**EXTRACTED INFORMATION**
Start of Block

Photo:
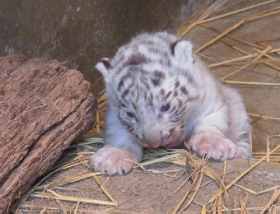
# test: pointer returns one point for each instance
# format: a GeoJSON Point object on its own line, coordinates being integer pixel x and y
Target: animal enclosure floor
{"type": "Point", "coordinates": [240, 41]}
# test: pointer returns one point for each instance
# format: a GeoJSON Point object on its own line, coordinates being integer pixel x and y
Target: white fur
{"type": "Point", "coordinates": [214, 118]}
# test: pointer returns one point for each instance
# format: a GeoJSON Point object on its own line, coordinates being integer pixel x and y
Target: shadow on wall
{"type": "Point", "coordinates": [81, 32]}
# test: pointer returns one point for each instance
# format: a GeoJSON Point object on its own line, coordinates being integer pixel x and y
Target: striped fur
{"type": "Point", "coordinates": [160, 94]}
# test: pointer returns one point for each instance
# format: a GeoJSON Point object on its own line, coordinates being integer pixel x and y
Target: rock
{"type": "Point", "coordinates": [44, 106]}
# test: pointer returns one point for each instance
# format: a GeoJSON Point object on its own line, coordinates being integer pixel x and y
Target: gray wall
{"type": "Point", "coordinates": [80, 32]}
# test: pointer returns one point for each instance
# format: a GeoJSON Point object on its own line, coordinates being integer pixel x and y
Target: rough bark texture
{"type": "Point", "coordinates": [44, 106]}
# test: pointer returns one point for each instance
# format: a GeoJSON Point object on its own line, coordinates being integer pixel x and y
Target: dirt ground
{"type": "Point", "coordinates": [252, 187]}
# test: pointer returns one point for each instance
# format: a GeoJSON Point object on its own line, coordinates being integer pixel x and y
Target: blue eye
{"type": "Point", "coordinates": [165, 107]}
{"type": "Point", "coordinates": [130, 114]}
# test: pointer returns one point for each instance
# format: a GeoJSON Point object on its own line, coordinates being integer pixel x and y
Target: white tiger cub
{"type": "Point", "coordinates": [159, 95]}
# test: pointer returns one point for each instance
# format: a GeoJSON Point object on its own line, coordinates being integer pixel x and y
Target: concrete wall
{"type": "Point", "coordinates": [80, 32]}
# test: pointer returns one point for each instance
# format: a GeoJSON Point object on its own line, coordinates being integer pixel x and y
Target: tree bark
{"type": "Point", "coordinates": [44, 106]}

End of Block
Start of Block

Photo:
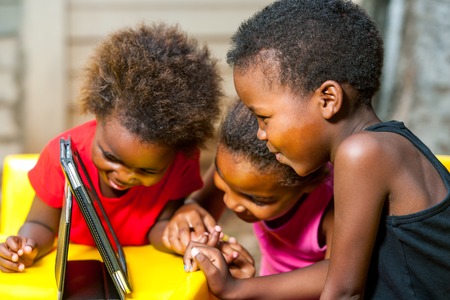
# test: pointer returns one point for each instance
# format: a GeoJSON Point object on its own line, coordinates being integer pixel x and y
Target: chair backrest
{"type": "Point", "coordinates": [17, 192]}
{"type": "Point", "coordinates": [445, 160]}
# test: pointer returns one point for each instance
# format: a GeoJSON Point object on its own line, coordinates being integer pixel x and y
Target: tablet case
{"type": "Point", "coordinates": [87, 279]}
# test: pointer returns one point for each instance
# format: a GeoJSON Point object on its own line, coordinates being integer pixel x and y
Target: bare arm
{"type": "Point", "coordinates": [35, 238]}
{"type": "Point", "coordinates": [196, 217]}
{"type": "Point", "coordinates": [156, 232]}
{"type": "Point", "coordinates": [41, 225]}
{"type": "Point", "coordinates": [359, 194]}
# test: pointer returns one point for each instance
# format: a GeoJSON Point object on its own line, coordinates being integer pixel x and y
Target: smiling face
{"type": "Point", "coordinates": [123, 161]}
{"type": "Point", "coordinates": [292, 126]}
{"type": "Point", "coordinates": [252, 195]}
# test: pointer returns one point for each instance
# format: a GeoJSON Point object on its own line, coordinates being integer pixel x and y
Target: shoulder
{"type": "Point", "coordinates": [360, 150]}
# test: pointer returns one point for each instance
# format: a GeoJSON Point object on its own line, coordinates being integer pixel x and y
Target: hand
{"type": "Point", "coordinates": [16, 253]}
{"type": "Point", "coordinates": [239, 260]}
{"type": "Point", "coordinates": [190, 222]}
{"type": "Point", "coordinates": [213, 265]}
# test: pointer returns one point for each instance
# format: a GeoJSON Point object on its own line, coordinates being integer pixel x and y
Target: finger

End of Block
Start of Block

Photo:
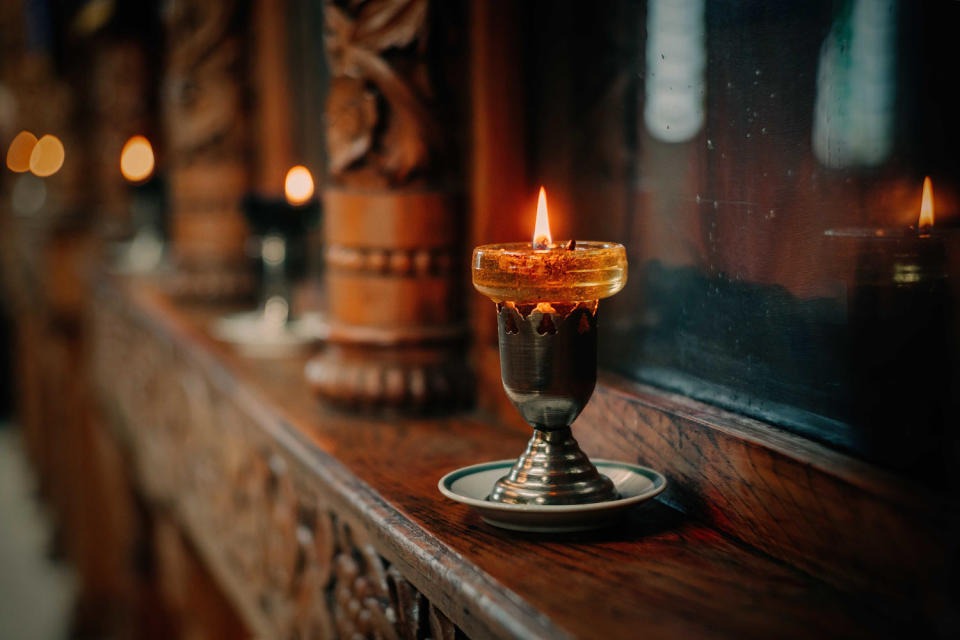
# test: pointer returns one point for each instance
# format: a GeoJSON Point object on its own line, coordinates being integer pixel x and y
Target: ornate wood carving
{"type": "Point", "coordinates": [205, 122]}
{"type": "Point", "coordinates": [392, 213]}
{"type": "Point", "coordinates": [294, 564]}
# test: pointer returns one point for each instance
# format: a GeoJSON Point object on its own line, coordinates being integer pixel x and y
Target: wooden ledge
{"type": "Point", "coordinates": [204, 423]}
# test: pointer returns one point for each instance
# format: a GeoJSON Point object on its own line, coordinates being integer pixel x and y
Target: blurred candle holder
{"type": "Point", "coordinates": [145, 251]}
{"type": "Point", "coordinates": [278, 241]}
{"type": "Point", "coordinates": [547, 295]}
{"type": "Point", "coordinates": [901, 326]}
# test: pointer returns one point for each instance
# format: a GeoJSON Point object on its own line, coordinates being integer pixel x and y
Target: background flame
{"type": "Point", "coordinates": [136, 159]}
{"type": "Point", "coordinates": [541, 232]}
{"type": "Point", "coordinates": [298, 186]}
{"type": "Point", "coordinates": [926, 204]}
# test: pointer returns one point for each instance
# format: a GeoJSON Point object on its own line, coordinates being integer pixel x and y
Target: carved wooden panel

End of Block

**WORK ITEM**
In the data above, retype exactly and only the lines between the one holding "Target: hand" and the one holding "Target: finger", inclusive.

**TASK RESPONSE**
Target: hand
{"type": "Point", "coordinates": [16, 253]}
{"type": "Point", "coordinates": [239, 260]}
{"type": "Point", "coordinates": [190, 222]}
{"type": "Point", "coordinates": [213, 265]}
# test: pointer returns one point for each instance
# format: a GeoJSON Point object on its own line, coordinates being integer pixel x and y
Target: finger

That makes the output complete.